### MATERIAL FOR THIS TASK
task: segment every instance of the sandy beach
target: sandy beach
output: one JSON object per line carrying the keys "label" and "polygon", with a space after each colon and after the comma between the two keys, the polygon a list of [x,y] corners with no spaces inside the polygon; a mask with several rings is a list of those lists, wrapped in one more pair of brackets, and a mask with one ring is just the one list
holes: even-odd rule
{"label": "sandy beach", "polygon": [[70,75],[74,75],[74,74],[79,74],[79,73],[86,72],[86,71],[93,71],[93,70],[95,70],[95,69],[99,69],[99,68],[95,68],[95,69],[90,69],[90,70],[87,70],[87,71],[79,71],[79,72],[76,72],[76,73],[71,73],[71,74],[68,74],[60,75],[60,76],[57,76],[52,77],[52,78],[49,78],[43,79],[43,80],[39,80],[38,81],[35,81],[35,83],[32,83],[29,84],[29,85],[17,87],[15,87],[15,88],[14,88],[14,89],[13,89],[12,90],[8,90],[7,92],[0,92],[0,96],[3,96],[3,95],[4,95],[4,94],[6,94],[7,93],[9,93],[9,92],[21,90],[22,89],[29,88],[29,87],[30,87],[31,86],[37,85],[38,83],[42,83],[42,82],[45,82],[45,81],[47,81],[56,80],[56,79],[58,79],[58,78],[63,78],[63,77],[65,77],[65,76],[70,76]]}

---

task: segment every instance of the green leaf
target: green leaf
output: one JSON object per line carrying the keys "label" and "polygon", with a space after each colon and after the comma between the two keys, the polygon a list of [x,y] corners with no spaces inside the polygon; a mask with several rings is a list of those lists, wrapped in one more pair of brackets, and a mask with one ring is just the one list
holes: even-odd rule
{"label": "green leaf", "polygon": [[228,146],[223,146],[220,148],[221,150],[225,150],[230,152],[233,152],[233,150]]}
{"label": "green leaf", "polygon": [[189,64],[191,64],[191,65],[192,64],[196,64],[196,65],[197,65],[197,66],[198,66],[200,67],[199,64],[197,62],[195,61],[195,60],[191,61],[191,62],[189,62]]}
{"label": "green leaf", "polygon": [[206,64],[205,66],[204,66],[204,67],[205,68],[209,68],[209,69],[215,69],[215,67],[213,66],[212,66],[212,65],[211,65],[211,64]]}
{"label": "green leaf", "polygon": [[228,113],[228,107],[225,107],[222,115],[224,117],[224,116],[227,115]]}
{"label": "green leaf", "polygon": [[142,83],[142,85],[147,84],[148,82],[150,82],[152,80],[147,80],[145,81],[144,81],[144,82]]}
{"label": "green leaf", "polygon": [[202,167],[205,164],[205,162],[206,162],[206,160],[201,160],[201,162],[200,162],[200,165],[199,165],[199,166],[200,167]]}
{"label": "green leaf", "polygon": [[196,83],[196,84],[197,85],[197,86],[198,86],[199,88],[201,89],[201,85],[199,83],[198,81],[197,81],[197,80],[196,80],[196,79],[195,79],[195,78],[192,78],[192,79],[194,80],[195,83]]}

### GIVEN INSTRUCTION
Count the lines in the records above that contain the string "segment", treating case as significant, and give only the number.

### RESULT OF THIS EXERCISE
2